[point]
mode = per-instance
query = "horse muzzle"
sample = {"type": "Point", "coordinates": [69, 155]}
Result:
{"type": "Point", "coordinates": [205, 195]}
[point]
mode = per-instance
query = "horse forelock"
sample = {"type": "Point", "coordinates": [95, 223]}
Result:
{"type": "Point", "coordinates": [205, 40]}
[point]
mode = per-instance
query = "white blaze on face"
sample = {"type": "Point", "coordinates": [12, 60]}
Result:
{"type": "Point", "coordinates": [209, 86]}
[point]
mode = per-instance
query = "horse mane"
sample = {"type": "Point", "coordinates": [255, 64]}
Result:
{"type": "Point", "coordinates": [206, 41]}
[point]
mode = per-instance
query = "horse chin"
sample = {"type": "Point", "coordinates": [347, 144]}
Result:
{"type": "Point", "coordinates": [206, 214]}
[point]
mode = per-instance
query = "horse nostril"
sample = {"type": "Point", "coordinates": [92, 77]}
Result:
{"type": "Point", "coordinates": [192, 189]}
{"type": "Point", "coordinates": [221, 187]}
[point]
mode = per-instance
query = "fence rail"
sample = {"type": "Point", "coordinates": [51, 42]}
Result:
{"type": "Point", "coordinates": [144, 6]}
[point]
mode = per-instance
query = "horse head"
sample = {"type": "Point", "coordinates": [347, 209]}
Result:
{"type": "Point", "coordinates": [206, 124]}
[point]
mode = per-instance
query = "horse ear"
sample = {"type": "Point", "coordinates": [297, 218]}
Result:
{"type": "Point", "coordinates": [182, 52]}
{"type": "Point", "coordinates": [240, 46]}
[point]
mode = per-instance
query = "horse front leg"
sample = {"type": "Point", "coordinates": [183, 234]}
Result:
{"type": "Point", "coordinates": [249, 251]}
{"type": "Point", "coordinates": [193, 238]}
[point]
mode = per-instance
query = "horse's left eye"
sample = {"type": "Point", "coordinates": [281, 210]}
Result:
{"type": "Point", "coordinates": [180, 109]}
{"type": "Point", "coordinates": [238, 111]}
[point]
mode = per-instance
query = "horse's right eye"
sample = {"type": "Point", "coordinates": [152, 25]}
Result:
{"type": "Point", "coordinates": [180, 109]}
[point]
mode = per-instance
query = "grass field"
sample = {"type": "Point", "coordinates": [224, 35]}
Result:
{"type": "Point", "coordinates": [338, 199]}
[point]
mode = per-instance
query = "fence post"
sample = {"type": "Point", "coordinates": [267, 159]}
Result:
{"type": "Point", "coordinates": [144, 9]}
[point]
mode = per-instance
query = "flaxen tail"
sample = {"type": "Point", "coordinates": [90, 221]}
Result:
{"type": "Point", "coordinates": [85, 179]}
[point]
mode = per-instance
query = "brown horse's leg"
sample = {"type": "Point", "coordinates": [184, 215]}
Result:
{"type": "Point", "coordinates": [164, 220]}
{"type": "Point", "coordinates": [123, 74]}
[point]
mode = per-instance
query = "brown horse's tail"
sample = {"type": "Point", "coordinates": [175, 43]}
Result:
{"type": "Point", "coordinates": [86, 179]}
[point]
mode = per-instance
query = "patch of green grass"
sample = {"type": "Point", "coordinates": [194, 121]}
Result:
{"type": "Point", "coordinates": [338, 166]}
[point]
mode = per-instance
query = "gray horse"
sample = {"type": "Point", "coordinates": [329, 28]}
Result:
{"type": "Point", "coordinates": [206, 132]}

☆ ☆ ☆ ☆

TASK OBJECTIVE: Write out every record shown above, word for word.

COMPLETED TASK:
[point]
mode = per-instance
query = "horse muzzle"
sample = {"type": "Point", "coordinates": [69, 155]}
Result:
{"type": "Point", "coordinates": [205, 195]}
[point]
mode = per-instance
query = "horse forelock"
sample = {"type": "Point", "coordinates": [95, 223]}
Result:
{"type": "Point", "coordinates": [205, 40]}
[point]
mode = per-instance
query = "white blaze on face"
sample = {"type": "Point", "coordinates": [12, 60]}
Result:
{"type": "Point", "coordinates": [209, 86]}
[point]
mode = per-instance
query = "horse mane"
sample = {"type": "Point", "coordinates": [255, 64]}
Result:
{"type": "Point", "coordinates": [206, 41]}
[point]
mode = per-instance
query = "horse chin"
sample = {"type": "Point", "coordinates": [347, 144]}
Result:
{"type": "Point", "coordinates": [206, 214]}
[point]
mode = per-instance
query = "horse nostril"
sample = {"type": "Point", "coordinates": [92, 77]}
Result:
{"type": "Point", "coordinates": [192, 189]}
{"type": "Point", "coordinates": [221, 187]}
[point]
mode = per-instance
query = "fence rail"
sample = {"type": "Point", "coordinates": [51, 42]}
Result:
{"type": "Point", "coordinates": [144, 6]}
[point]
mode = per-instance
query = "horse head"
sample = {"type": "Point", "coordinates": [347, 209]}
Result:
{"type": "Point", "coordinates": [206, 124]}
[point]
mode = per-instance
query = "horse ear"
sample = {"type": "Point", "coordinates": [297, 218]}
Result:
{"type": "Point", "coordinates": [182, 52]}
{"type": "Point", "coordinates": [240, 46]}
[point]
mode = per-instance
query = "horse front leg"
sample = {"type": "Point", "coordinates": [183, 234]}
Result:
{"type": "Point", "coordinates": [249, 251]}
{"type": "Point", "coordinates": [193, 238]}
[point]
mode = per-instance
query = "horse's left eye"
sample = {"type": "Point", "coordinates": [281, 210]}
Result:
{"type": "Point", "coordinates": [180, 109]}
{"type": "Point", "coordinates": [238, 111]}
[point]
mode = per-instance
query = "horse's right eye"
sample = {"type": "Point", "coordinates": [152, 25]}
Result:
{"type": "Point", "coordinates": [180, 109]}
[point]
mode = per-instance
query = "grass field"
sample = {"type": "Point", "coordinates": [224, 35]}
Result:
{"type": "Point", "coordinates": [338, 199]}
[point]
mode = per-instance
query = "fence post"
sample = {"type": "Point", "coordinates": [267, 159]}
Result:
{"type": "Point", "coordinates": [144, 9]}
[point]
mode = per-instance
query = "flaxen tail"
sample = {"type": "Point", "coordinates": [90, 221]}
Result:
{"type": "Point", "coordinates": [85, 179]}
[point]
mode = per-instance
query = "brown horse's leg"
sample = {"type": "Point", "coordinates": [184, 215]}
Result:
{"type": "Point", "coordinates": [164, 220]}
{"type": "Point", "coordinates": [123, 74]}
[point]
mode = per-instance
query = "brown horse's tail"
sample = {"type": "Point", "coordinates": [175, 43]}
Result:
{"type": "Point", "coordinates": [86, 179]}
[point]
mode = per-instance
query = "patch of green grass"
sample = {"type": "Point", "coordinates": [194, 121]}
Result:
{"type": "Point", "coordinates": [338, 166]}
[point]
mode = per-instance
query = "gray horse"
sample = {"type": "Point", "coordinates": [329, 28]}
Result:
{"type": "Point", "coordinates": [206, 132]}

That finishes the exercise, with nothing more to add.